Recorded data: Begin
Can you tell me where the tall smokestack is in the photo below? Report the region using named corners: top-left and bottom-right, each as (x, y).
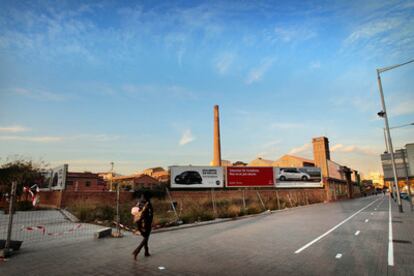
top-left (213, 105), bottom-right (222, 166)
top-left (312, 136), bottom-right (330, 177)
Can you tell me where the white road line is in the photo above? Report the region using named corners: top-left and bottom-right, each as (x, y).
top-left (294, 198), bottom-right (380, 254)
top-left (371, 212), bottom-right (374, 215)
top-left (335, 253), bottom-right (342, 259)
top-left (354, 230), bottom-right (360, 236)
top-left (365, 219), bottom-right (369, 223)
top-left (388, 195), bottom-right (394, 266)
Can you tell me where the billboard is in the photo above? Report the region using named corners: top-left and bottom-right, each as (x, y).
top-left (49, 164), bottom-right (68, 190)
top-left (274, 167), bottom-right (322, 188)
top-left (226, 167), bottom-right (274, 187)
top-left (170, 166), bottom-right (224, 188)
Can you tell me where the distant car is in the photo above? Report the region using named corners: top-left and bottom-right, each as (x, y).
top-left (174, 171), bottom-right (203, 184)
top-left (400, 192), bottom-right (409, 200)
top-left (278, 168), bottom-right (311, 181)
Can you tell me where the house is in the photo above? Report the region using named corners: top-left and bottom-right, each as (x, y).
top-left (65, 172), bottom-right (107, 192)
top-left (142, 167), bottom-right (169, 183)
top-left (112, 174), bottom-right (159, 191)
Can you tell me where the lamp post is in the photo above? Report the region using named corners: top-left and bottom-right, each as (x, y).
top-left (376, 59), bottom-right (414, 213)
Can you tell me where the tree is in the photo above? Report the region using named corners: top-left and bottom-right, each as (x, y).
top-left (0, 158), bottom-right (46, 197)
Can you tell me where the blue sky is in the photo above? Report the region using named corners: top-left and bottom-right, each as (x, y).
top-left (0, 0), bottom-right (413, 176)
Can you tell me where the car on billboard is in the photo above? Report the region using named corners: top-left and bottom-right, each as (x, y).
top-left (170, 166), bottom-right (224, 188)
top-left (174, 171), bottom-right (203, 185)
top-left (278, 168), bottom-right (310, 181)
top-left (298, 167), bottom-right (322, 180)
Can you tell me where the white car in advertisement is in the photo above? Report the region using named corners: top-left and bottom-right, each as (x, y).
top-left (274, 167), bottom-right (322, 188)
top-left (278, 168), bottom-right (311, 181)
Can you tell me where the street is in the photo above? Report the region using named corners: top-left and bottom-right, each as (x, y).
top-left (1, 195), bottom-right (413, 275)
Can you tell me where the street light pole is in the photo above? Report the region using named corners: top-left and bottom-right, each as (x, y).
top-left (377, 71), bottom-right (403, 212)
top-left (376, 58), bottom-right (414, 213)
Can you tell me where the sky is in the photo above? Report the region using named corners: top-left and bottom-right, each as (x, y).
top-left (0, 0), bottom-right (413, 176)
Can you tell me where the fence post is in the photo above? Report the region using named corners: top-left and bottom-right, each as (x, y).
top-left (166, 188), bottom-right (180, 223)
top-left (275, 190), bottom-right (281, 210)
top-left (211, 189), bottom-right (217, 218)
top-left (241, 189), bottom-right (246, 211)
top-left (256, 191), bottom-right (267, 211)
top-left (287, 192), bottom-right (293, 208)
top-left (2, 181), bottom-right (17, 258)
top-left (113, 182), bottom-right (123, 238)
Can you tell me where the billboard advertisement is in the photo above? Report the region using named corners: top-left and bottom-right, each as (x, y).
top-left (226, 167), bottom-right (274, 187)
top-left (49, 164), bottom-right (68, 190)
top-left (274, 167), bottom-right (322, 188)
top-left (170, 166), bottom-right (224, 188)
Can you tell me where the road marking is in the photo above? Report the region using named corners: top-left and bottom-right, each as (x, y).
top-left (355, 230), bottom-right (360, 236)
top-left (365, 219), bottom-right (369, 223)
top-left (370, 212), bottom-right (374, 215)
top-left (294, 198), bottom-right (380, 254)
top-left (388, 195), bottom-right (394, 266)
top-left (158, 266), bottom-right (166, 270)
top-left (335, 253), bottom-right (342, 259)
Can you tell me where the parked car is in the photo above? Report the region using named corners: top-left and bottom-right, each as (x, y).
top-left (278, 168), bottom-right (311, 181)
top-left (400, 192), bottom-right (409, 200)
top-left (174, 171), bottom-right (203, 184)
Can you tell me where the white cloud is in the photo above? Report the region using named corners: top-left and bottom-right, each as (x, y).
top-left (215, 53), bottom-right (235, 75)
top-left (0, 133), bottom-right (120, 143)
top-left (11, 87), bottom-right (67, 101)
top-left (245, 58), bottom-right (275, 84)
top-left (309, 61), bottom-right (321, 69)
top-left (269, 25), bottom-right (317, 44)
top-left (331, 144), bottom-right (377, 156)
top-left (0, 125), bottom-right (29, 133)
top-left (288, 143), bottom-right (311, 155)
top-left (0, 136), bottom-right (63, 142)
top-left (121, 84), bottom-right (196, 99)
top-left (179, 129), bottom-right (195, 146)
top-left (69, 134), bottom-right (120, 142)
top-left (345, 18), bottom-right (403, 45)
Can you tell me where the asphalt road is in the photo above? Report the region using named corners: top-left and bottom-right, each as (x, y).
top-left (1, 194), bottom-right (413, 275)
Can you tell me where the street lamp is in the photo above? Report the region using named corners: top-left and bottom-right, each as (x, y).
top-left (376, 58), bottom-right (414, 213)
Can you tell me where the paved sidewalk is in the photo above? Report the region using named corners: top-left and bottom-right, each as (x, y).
Recorded data: End
Print the records above word for word, omitting any picture they contain.

Can you tell me where the tall smokestack is in the photo below? Report the region using named corners: top-left and bottom-right, each as (x, y).
top-left (213, 105), bottom-right (222, 166)
top-left (312, 136), bottom-right (330, 177)
Can you tell me where the white road line is in the photo above? Report the region using named corners: top-left and bottom-right, each as (x, y).
top-left (294, 198), bottom-right (380, 254)
top-left (371, 212), bottom-right (374, 215)
top-left (335, 253), bottom-right (342, 259)
top-left (354, 230), bottom-right (360, 236)
top-left (365, 219), bottom-right (369, 223)
top-left (388, 195), bottom-right (394, 266)
Can you tell me where the billboard is in the photo above? Report the region using named corners: top-left and bottom-right, each as (x, y).
top-left (49, 164), bottom-right (68, 190)
top-left (274, 167), bottom-right (322, 188)
top-left (226, 167), bottom-right (274, 187)
top-left (170, 166), bottom-right (224, 188)
Can you tell me where the distant car is in the photo above? Report the region using named corners: top-left and bottom-right, each as (x, y).
top-left (174, 171), bottom-right (203, 184)
top-left (400, 192), bottom-right (409, 200)
top-left (278, 168), bottom-right (311, 181)
Can you tell me where the house is in the photo above? Report the region using named corners: top-left and bottom-right, each as (x, y).
top-left (65, 172), bottom-right (107, 192)
top-left (142, 167), bottom-right (169, 183)
top-left (112, 174), bottom-right (159, 191)
Can you tell me where the lamp post is in the photo above? Report the region using named corners: top-left and bottom-right, each as (x, y).
top-left (376, 59), bottom-right (414, 213)
Can you tell me where the tree is in the photo above? Report the region using named corners: top-left and bottom-right, each as (x, y).
top-left (0, 158), bottom-right (46, 197)
Can you tell me where the blue sky is in the photo above? Report the region using named corners: top-left and bottom-right, each as (x, y).
top-left (0, 0), bottom-right (413, 176)
Can you tell me where the car on billboard is in the photo above? Report the region using named corners: top-left and bottom-right, each as (x, y).
top-left (170, 166), bottom-right (224, 188)
top-left (174, 171), bottom-right (203, 185)
top-left (278, 168), bottom-right (310, 181)
top-left (298, 167), bottom-right (322, 180)
Can you tell me where the white car in advertisement is in the photo above? Report the region using named corners: top-left and bottom-right, each as (x, y).
top-left (274, 167), bottom-right (322, 188)
top-left (278, 168), bottom-right (311, 181)
Can you tell me where the street is in the photo above? Report the region using named corners: top-left and bottom-right, each as (x, y).
top-left (1, 195), bottom-right (413, 275)
Can you tell me where the street light pole is in the photo above? Report the region using named corners: top-left and bottom-right, each as (x, y).
top-left (377, 71), bottom-right (403, 212)
top-left (376, 58), bottom-right (414, 213)
Can you tell me where the sky is in the photo above? Report the region using named corners: top-left and bottom-right, each as (x, y).
top-left (0, 0), bottom-right (413, 176)
Can you tell me where the fence post is in the photo above? Report the region using named corners: top-left and bottom-right, each as (x, y).
top-left (166, 188), bottom-right (180, 223)
top-left (275, 190), bottom-right (281, 210)
top-left (211, 189), bottom-right (217, 218)
top-left (241, 189), bottom-right (246, 211)
top-left (256, 191), bottom-right (267, 211)
top-left (287, 192), bottom-right (293, 208)
top-left (2, 181), bottom-right (17, 258)
top-left (113, 182), bottom-right (123, 238)
Can you tell me where the billboard advertisement is in the photo above? Report the region using named corners: top-left and bottom-right, each as (x, y).
top-left (226, 167), bottom-right (274, 187)
top-left (49, 164), bottom-right (68, 190)
top-left (274, 167), bottom-right (322, 188)
top-left (170, 166), bottom-right (224, 188)
Can you tell me where the road marking is in the photo above? Report the region using named corners: top-left and bottom-right, each as (x, y).
top-left (355, 230), bottom-right (360, 236)
top-left (365, 219), bottom-right (369, 223)
top-left (370, 212), bottom-right (374, 215)
top-left (294, 198), bottom-right (380, 254)
top-left (388, 195), bottom-right (394, 266)
top-left (158, 266), bottom-right (166, 270)
top-left (335, 253), bottom-right (342, 259)
Can you tell me where the parked car is in the photo above? Report the region using named corners: top-left and bottom-right, each as (x, y).
top-left (278, 168), bottom-right (311, 181)
top-left (400, 192), bottom-right (409, 200)
top-left (174, 171), bottom-right (203, 184)
Can you tell me where the white cloud is in the photo above? Report the region using named corners: top-left and bottom-right, each as (x, y).
top-left (215, 53), bottom-right (235, 75)
top-left (0, 133), bottom-right (120, 143)
top-left (11, 87), bottom-right (67, 101)
top-left (245, 58), bottom-right (275, 84)
top-left (309, 61), bottom-right (321, 69)
top-left (269, 25), bottom-right (317, 44)
top-left (331, 144), bottom-right (377, 156)
top-left (0, 125), bottom-right (29, 133)
top-left (288, 143), bottom-right (311, 155)
top-left (0, 136), bottom-right (63, 142)
top-left (121, 84), bottom-right (196, 99)
top-left (179, 129), bottom-right (195, 146)
top-left (69, 134), bottom-right (120, 142)
top-left (345, 18), bottom-right (403, 45)
Can you tell me where the asphalt road is in the photo above? Report the region using named corners: top-left and bottom-right, each as (x, y).
top-left (1, 194), bottom-right (413, 275)
Can you tell me where the street lamp is in the photo above? Report the region using named corners: top-left and bottom-right, each as (x, y).
top-left (376, 58), bottom-right (414, 213)
Can you tell me where the paved sidewalk is in the photo above? Report the region using named corners: top-left and bottom-right, each as (x, y).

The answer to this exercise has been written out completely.